== Reading text ==
# # # # #
Launching Agents with RESTful APIs

Introduction: Why Expose Agents via APIs?

Think about how you use your favorite apps: checking email on your phone, responding from your laptop, or asking your smart speaker to read messages. Each device talks to the same service through an API. This is the power of decoupling — separating core logic from any single interface so it can be accessed from anywhere.

In this course, we'll put three of those factors into practice by building a real API layer around an AI agent. Specifically, this lesson kicks off Factor 11 — Trigger from anywhere, meet users where they are and expands Factor 6 — Launch / Pause / Resume with simple APIs by implementing the launch part.

We'll build a FastAPI server that exposes an AI agent through REST endpoints, making it accessible from web browsers, mobile apps, scripts, or any tool that can make HTTP requests.

Project Structure

As we transition from building standalone agent logic to exposing it via a web service, our project structure reflects a clear separation between the API layer and the core logic. You are already familiar with the core directory, which houses the agent's decision-making logic, tools, and models. We now introduce a server directory to handle web requests and a top-level test.py script to simulate a client:

src/core/: Contains the Agent class and State models you've used in previous lessons.
src/server/main.py: This is where you will write your FastAPI code. It imports the agent from core and exposes it through REST endpoints.
test.py: A standalone script that uses the requests library to "talk" to your server, allowing you to test the full lifecycle of an agent task.

This separation is central to Factor 11: your agent logic remains independent of how it is triggered — whether it's via a CLI, a web API, a Slack bot, or a cron job. The server directory is just one thin adapter around a stable core.

Setting Up FastAPI

FastAPI is a modern Python web framework designed for building APIs quickly and efficiently. It uses Python type hints to validate data automatically and generates interactive documentation for your endpoints. To get started, you create an instance of the FastAPI application:

This single line creates your API application. The app object will be used to define routes using Python decorators. If you were installing FastAPI locally, you would run pip install fastapi uvicorn in your terminal. To start the server locally, you would run:

This tells uvicorn to load the app object from your script and serve it, usually on http://localhost:8000. The --reload flag automatically restarts the server whenever you change your code. On CodeSignal, this environment is already set up for you.

Defining the Launch Request Model

When your API receives data from a client, you must ensure that the data is structured correctly. FastAPI uses Pydantic models to validate incoming requests using Python's type hints:

The LaunchRequest model defines a single field called input_prompt, which must be a str. When a client sends a POST request to launch an agent, FastAPI automatically validates that the request body contains this field and that it is a str, returning clear error messages if validation fails.
# # # # #
== Dataset entries ==
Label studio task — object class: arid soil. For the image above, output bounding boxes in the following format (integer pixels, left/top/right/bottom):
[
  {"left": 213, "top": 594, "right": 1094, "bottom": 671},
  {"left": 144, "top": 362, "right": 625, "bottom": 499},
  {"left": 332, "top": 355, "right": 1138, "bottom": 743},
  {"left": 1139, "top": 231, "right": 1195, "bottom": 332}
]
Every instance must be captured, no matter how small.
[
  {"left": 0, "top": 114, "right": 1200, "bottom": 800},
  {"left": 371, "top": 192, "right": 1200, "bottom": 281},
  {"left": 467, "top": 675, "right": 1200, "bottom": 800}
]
# # # # #
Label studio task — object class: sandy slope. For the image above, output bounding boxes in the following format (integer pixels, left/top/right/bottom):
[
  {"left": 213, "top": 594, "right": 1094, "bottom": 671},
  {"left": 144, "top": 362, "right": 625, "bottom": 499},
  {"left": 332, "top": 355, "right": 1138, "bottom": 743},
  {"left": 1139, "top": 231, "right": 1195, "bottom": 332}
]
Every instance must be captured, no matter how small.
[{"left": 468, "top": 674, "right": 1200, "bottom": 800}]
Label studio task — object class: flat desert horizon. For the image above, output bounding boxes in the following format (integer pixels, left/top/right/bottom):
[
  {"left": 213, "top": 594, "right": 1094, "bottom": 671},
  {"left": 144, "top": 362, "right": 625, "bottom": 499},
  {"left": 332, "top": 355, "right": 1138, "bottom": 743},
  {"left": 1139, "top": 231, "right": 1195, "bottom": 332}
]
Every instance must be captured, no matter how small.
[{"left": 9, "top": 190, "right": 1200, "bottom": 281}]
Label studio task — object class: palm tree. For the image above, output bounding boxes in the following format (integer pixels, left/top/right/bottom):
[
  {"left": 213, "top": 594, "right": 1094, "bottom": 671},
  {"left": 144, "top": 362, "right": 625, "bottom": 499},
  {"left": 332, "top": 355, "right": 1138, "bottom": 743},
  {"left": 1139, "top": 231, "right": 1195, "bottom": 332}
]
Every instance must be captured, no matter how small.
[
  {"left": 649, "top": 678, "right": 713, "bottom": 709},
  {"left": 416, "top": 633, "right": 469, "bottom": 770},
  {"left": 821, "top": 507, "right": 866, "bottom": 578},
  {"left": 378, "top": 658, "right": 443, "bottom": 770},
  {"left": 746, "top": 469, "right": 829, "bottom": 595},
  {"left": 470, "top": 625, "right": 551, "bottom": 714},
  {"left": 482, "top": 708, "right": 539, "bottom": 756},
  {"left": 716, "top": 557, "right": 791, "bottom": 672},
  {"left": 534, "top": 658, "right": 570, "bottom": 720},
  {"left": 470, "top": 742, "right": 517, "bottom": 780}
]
# # # # #
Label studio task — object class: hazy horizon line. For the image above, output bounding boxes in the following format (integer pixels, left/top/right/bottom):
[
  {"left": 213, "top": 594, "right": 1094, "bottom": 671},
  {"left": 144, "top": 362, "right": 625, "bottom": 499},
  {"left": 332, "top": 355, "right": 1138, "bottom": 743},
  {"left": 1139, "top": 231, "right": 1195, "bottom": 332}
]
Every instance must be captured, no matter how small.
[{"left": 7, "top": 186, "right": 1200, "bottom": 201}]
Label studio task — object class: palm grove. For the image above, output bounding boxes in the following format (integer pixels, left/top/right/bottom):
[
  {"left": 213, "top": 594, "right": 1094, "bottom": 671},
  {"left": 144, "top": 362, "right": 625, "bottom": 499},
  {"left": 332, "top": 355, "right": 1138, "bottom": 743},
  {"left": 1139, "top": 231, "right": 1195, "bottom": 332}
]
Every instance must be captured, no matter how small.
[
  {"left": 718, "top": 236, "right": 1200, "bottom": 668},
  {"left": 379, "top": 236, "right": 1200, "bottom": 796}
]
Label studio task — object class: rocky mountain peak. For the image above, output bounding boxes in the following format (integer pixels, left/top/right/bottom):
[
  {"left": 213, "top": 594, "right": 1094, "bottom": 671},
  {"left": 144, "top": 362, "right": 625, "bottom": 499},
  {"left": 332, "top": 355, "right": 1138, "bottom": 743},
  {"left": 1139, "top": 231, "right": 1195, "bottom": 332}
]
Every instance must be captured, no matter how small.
# # # # #
Rewrite everything in the FastAPI lesson from "src/server/main.py: This is" down to "an agent task.", renaming "requests library" to "httpx library".

== Exercise response ==
src/server/main.py: This is where you will write your FastAPI code. It imports the agent from core and exposes it through REST endpoints.
test.py: A standalone script that uses the httpx library to "talk" to your server, allowing you to test the full lifecycle of an agent task.